Stills from No Space to Pray.

By embedding themselves within these unfolding events, filmmakers Raunaq Chopra and Devanshi Yadav not only capture the hostility of organised mobs, but also the routine normalization of hate through the violence of speech. The chorus of intimidation with which they shout down any voice of reconciliation only demonstrates that the idea of ‘no space to pray’ bleeds into the larger fear that there is increasingly ‘no space to be’. Even in the distant detached aerial shot of a sprawling and spotless Gurugram, the sense of suffocation is tormentingly palpable. While Muslim activists languish in jail for articulating a political vocabulary for resistance, majoritarian voices cloak incitement as ‘free speech’, enjoying both state tolerance and media amplification. This rhetorical impunity begs a deeper legal and moral reckoning: is hate speech free speech? Is their convergence and distinction only a matter of convenience for the prejudiced judiciary? Supreme Court Advocate Shahrukh Alam’s observation cuts through the noise. She says

Hate speech is not episodic but rather systemic and accumulative—[….]which always presumes a lesser right for Muslims to be in India—manifest in various, more direct ways now—in speech and in action. The idea that Muslims can be asked to leave the ‘Dev Bhoomi’ of Uttarakhand, for instance, or a particular district or village of the state, derives from that cumulative effect of the idea that presumes lesser rights for Muslim citizens; the belief that they do not really belong here, but in Pakistan. It is not sudden or episodic. It is systemic and cumulative.

Dataset excerpts:
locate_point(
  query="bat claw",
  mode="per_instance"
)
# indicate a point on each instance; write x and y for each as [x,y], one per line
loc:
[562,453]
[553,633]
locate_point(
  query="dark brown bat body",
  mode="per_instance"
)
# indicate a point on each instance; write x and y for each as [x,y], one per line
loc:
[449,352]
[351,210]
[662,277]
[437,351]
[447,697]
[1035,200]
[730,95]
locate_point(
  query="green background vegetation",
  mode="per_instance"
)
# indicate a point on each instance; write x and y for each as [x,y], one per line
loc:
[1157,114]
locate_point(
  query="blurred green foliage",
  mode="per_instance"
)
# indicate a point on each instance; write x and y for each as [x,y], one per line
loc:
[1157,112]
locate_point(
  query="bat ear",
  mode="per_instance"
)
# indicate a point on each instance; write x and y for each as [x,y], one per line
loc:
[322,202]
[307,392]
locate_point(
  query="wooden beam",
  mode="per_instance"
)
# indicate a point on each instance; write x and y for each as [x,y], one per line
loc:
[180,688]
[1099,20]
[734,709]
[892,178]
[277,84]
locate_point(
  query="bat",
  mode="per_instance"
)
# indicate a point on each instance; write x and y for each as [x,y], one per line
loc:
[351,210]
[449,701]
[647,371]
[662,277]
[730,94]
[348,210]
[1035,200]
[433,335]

Directions for this task: In the text on the film, who are the filmmakers of No Space to Pray? The rows have no connection to the text on the film.

Exercise answer: Raunaq Chopra and Devanshi Yadav.